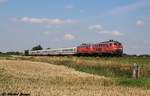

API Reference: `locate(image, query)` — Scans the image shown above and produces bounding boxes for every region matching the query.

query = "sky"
[0,0,150,54]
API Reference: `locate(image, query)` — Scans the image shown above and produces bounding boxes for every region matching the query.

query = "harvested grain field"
[0,60,150,96]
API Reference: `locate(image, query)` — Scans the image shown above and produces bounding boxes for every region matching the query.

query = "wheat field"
[0,60,150,96]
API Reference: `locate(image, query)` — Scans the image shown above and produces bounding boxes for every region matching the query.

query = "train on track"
[25,40,123,56]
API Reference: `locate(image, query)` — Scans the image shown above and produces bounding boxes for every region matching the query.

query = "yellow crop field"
[0,60,150,96]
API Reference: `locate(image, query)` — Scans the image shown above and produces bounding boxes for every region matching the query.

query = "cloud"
[98,30,124,36]
[88,25,102,30]
[110,0,150,15]
[16,17,78,25]
[65,5,74,9]
[63,34,76,40]
[136,20,144,27]
[0,0,8,3]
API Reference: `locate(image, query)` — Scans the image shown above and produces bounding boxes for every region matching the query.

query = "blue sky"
[0,0,150,54]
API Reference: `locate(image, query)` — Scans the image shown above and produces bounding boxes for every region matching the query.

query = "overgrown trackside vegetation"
[3,56,150,88]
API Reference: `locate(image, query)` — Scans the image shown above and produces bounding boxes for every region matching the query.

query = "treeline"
[0,51,23,56]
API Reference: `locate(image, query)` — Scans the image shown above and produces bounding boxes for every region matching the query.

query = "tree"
[31,45,43,51]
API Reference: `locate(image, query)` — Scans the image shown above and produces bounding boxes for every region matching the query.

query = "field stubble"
[0,57,150,96]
--- --- ---
Find each line in the records that contains the string "field" and copy it out.

_Worked solution:_
query = "harvested grain field"
query = "wheat field"
query = "yellow crop field"
query = "field stubble"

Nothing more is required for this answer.